Part of a data file:
※
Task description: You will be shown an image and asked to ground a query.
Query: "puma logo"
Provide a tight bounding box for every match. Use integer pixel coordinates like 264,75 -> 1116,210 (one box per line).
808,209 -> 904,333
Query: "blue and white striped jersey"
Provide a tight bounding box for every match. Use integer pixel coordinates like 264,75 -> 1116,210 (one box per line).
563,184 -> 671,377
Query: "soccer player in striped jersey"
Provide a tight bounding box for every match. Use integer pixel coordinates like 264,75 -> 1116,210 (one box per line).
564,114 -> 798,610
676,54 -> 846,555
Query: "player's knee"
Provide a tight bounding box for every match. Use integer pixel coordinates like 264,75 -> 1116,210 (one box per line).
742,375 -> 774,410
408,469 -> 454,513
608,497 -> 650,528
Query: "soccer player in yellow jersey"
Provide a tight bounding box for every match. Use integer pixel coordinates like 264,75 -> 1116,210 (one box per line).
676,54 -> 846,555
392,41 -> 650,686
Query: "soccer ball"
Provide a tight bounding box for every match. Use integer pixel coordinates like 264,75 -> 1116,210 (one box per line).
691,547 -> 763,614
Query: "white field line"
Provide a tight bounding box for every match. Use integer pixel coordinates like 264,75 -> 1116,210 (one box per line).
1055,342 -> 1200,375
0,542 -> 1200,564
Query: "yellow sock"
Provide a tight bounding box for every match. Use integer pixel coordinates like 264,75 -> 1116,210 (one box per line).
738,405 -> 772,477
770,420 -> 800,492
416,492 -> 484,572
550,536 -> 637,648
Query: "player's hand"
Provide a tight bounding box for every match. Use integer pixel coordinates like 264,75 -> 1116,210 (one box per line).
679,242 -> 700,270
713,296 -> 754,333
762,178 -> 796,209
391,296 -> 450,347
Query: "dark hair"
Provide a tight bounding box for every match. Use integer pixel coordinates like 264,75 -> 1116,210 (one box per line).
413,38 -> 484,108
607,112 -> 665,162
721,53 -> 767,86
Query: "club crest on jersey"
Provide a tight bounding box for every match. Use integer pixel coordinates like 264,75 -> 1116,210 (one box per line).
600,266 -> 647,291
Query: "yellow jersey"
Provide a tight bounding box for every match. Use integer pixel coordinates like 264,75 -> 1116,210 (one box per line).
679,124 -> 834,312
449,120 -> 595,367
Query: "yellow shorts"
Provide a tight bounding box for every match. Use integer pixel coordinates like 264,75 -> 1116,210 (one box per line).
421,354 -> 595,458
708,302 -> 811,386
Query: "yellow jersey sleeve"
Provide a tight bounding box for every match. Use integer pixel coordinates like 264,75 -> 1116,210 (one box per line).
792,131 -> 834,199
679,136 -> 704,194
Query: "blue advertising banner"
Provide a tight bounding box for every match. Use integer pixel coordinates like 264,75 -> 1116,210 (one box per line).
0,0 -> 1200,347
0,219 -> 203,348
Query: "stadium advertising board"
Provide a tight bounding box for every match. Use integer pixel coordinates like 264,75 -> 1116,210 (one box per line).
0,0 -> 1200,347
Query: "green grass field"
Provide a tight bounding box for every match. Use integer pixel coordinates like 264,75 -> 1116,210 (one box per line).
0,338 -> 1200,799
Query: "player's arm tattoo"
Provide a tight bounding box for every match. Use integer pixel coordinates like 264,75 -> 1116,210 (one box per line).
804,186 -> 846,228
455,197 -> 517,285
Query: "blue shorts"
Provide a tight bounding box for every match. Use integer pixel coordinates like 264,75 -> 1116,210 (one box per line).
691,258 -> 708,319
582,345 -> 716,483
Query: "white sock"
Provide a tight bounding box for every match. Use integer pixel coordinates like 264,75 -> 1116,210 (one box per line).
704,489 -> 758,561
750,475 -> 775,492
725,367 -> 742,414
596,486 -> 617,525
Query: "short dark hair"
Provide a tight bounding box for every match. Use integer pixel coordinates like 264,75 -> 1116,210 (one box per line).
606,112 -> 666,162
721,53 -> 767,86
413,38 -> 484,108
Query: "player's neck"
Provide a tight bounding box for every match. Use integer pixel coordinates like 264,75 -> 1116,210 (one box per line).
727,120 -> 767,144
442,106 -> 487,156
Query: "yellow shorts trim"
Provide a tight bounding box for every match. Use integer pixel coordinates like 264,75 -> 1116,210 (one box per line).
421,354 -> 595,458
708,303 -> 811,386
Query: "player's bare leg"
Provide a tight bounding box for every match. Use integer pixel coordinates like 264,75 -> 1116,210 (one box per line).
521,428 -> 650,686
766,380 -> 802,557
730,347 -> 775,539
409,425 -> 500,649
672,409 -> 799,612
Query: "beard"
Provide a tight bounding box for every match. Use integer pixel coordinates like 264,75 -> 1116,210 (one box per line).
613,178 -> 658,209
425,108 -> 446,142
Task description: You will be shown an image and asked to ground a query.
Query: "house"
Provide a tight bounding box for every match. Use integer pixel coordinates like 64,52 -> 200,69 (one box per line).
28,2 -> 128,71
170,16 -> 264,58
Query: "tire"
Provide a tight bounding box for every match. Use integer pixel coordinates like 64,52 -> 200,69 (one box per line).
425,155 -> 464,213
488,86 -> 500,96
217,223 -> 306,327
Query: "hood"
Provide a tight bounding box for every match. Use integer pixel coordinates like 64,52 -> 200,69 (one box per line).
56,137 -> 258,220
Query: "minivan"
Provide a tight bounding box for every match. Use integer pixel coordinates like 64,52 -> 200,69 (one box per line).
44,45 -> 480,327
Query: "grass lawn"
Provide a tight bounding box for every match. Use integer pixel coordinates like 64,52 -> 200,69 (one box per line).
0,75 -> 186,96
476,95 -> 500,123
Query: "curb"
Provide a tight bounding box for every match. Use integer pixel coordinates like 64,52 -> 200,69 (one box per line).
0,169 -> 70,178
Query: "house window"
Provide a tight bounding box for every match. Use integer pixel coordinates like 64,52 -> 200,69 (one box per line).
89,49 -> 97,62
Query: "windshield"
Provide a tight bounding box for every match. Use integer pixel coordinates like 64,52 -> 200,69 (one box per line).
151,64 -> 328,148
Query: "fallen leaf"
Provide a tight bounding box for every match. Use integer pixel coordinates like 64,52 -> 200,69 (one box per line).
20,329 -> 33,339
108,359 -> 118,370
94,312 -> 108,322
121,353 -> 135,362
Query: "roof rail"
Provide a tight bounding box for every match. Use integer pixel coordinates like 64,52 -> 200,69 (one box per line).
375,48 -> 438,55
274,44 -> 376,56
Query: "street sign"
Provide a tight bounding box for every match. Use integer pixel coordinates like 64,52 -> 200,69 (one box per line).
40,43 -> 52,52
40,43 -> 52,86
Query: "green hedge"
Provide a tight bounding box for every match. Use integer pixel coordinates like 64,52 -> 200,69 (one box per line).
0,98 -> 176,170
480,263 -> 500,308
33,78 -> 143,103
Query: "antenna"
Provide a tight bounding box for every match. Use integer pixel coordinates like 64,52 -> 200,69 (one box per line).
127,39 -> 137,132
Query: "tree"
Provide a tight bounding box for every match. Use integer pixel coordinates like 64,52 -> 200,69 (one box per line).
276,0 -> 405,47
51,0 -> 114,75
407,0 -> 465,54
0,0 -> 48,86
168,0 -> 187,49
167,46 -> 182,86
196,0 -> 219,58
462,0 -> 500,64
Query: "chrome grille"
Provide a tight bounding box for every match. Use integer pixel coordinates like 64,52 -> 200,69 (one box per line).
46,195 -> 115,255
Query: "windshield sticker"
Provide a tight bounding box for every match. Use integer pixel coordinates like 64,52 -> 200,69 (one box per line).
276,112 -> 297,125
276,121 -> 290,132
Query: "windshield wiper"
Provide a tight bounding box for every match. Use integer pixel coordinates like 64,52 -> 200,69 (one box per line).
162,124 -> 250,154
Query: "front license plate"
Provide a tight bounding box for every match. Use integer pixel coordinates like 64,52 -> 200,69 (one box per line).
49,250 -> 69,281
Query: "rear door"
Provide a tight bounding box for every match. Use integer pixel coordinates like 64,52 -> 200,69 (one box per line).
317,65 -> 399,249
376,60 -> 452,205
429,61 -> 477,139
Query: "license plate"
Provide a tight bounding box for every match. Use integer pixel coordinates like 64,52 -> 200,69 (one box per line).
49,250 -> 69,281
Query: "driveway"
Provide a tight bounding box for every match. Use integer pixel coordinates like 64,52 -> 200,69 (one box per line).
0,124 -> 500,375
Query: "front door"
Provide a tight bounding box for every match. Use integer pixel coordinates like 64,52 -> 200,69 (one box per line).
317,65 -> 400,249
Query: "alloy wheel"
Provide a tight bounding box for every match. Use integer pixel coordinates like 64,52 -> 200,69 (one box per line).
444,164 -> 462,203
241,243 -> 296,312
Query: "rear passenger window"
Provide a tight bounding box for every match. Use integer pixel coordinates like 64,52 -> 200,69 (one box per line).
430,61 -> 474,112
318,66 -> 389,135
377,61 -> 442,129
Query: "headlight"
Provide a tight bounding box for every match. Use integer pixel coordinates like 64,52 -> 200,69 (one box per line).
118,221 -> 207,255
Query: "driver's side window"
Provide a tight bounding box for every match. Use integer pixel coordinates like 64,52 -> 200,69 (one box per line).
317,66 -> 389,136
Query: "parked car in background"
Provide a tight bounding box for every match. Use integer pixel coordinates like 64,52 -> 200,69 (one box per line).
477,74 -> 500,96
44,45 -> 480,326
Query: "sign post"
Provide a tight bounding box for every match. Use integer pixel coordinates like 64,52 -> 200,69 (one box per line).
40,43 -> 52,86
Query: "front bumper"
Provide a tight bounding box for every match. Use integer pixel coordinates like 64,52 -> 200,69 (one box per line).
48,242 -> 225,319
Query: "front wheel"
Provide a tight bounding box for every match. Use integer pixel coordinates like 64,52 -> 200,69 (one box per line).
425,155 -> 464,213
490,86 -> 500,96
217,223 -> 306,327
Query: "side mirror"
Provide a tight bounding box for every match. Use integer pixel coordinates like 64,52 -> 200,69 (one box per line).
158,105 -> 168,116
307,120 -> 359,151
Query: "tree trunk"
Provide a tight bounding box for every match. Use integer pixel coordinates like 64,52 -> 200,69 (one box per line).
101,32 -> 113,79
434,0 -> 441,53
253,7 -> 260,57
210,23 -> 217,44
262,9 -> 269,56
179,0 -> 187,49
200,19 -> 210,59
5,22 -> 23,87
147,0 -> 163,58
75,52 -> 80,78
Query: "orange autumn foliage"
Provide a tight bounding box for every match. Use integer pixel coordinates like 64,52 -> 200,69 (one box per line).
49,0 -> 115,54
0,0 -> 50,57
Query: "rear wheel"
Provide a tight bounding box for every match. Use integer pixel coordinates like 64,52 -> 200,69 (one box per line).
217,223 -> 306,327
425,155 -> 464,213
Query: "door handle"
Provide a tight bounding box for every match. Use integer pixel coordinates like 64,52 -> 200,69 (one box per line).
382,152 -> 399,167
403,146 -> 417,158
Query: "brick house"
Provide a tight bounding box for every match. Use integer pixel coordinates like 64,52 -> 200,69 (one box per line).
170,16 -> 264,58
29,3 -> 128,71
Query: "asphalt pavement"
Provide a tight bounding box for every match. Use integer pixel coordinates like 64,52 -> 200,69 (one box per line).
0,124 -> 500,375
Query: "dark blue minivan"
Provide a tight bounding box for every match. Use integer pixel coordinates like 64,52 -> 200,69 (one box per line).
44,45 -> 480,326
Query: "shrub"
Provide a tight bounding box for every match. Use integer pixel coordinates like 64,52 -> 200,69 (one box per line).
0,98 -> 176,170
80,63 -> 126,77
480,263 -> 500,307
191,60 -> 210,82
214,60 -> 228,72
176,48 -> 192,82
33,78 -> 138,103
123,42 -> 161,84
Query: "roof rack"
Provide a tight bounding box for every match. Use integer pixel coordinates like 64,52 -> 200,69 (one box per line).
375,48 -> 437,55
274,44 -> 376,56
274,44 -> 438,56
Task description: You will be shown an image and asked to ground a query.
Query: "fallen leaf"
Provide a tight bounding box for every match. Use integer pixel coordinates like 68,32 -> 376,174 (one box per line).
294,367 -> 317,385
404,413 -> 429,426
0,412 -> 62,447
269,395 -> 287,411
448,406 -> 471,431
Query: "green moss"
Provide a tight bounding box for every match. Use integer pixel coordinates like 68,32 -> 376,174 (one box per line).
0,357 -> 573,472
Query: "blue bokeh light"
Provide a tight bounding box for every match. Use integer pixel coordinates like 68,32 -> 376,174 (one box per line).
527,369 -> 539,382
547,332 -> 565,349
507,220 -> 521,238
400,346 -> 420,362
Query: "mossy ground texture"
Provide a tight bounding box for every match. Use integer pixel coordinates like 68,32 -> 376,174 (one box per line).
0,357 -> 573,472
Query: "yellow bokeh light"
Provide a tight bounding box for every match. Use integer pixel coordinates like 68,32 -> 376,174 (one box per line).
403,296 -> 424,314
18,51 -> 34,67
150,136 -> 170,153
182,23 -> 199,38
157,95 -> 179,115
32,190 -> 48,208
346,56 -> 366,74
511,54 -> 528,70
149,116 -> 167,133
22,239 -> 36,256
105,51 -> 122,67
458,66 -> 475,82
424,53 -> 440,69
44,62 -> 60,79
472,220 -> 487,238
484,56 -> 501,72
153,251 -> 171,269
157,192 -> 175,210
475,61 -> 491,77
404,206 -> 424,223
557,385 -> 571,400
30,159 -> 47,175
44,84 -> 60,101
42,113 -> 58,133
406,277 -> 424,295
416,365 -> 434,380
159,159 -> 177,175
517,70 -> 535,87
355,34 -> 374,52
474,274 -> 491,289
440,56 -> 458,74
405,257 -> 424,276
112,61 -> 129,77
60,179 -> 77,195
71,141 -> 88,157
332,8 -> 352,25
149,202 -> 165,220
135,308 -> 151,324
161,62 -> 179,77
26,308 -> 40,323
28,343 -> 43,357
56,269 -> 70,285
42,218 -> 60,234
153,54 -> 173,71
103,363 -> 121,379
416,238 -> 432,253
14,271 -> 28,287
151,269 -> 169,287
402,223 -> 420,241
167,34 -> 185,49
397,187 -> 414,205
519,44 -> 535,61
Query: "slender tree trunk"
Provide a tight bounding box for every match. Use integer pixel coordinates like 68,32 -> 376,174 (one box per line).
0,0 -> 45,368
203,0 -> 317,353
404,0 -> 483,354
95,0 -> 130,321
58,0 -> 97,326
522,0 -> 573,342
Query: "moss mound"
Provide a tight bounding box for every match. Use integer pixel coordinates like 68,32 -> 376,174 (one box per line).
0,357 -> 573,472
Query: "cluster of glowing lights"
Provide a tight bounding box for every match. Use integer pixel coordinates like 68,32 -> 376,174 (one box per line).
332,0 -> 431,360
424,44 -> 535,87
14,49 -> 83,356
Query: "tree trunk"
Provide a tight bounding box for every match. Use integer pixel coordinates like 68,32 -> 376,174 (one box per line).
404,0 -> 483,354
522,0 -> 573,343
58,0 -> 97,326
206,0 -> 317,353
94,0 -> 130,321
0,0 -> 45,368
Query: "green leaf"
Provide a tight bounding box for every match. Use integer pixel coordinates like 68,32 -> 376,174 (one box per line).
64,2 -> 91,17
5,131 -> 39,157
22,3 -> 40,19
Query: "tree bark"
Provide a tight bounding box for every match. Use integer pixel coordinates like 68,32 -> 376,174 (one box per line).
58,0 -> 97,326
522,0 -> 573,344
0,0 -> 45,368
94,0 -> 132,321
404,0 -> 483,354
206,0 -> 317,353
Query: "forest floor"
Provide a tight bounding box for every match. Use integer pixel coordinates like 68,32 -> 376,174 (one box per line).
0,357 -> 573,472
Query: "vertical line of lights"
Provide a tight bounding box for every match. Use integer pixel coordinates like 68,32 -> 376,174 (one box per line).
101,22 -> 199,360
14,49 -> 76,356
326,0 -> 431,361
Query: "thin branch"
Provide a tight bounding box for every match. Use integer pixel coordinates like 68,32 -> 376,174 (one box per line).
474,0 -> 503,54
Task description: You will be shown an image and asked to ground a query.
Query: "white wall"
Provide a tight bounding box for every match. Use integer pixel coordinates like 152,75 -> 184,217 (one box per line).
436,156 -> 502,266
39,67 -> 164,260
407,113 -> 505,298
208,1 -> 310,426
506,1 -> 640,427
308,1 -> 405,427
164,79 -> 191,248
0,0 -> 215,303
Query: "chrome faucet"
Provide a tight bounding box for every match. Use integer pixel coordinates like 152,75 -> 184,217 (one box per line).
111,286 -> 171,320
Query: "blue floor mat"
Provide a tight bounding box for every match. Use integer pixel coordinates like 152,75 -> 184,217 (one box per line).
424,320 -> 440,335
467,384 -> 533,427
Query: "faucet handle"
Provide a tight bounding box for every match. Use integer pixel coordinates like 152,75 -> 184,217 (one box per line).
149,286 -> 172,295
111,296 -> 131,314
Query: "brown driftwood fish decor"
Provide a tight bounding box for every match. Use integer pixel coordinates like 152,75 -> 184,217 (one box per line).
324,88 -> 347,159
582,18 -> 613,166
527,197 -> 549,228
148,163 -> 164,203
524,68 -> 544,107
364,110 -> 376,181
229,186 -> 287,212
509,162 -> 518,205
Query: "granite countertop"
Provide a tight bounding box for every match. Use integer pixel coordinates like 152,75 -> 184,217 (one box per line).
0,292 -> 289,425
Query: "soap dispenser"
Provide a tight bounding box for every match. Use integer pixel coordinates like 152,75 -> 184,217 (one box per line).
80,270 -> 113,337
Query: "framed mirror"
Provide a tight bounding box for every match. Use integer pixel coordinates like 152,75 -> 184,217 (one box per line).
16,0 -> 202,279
※
- Work to do -
Find every line in the records above that contains the word "license" and copy each of those lines.

- Worked solution -
Query: "front license plate"
Query: "license plate"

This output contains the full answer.